人食い巨人との接近遭遇
人間を豚に変えてしまう魔女
長年 行方知れずだった王が
玉座を奪還
どれ一つとっても
壮大な物語ですが
『オデュッセイア』という
1万2千行からなる長編の
古代ギリシャの歴史と神話と伝説の
長い年月を詠った叙事詩の一コマにすぎません
非常に遠く離れた世界で作られ
遠い世界を描いた
このような膨大な詩を理解するには
どうしたら良いでしょうか?
···
指示 1: 原文の「非常に遠く離れた世界で作られ遠い世界を描いたこのような膨大な詩を理解するにはどうしたら良いでしょうか?」という一文を英語に訳すこと。
指示 2: エントリの冒頭から始めて「point(440, 318)」を含む行で終わる範囲の行だけを、空行を除いて番号付きリストとして書き出すこと。
···
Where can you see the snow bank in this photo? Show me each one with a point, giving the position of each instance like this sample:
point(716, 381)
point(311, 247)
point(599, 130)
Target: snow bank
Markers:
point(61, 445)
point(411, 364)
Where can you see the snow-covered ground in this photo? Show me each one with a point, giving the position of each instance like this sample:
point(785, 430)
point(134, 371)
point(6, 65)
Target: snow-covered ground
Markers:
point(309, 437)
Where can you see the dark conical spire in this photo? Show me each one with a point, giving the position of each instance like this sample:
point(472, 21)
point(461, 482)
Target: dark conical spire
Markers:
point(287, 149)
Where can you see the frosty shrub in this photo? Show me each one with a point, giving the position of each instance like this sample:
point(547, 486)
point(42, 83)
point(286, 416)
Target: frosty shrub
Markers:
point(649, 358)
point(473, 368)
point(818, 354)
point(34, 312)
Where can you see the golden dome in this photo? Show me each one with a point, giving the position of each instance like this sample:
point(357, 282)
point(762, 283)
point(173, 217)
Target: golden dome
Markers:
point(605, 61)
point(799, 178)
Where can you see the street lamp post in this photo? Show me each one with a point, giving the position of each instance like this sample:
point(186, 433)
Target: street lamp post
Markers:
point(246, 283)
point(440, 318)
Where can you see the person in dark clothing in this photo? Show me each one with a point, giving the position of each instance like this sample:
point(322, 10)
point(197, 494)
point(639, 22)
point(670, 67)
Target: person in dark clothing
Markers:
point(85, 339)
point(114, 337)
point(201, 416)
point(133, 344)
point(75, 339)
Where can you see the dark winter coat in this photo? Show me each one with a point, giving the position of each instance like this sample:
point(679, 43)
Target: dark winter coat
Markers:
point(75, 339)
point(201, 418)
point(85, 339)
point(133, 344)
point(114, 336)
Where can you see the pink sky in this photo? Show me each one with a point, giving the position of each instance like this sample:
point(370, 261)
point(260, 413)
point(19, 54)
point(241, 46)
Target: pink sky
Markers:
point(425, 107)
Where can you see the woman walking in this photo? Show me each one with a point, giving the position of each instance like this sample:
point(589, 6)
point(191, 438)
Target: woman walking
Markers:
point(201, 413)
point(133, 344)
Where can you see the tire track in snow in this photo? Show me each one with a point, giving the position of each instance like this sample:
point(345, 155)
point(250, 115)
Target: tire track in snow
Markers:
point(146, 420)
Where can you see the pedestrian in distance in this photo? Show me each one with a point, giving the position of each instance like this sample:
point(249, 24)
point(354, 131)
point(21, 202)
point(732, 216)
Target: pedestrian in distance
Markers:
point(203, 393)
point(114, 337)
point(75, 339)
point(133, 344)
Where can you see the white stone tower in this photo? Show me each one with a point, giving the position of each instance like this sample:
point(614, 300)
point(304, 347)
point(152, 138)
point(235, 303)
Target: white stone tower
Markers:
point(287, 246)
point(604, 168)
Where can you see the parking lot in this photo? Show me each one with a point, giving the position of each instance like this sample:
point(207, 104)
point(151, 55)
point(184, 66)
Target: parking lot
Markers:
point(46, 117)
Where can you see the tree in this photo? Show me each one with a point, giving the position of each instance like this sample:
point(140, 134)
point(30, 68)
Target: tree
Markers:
···
解答全文 1: How can we understand such a vast poem, one that was created in a very distant world and depicts a distant world?

解答全文 2:
1. Where can you see the snow bank in this photo? Show me each one with a point, giving the position of each instance like this sample:
2. point(716, 381)
3. point(311, 247)
4. point(599, 130)
5. Target: snow bank
6. Markers:
7. point(61, 445)
8. point(411, 364)
9. Where can you see the snow-covered ground in this photo? Show me each one with a point, giving the position of each instance like this sample:
10. point(785, 430)
11. point(134, 371)
12. point(6, 65)
13. Target: snow-covered ground
14. Markers:
15. point(309, 437)
16. Where can you see the dark conical spire in this photo? Show me each one with a point, giving the position of each instance like this sample:
17. point(472, 21)
18. point(461, 482)
19. Target: dark conical spire
20. Markers:
21. point(287, 149)
22. Where can you see the frosty shrub in this photo? Show me each one with a point, giving the position of each instance like this sample:
23. point(547, 486)
24. point(42, 83)
25. point(286, 416)
26. Target: frosty shrub
27. Markers:
28. point(649, 358)
29. point(473, 368)
30. point(818, 354)
31. point(34, 312)
32. Where can you see the golden dome in this photo? Show me each one with a point, giving the position of each instance like this sample:
33. point(357, 282)
34. point(762, 283)
35. point(173, 217)
36. Target: golden dome
37. Markers:
38. point(605, 61)
39. point(799, 178)
40. Where can you see the street lamp post in this photo? Show me each one with a point, giving the position of each instance like this sample:
41. point(186, 433)
42. Target: street lamp post
43. Markers:
44. point(246, 283)
45. point(440, 318)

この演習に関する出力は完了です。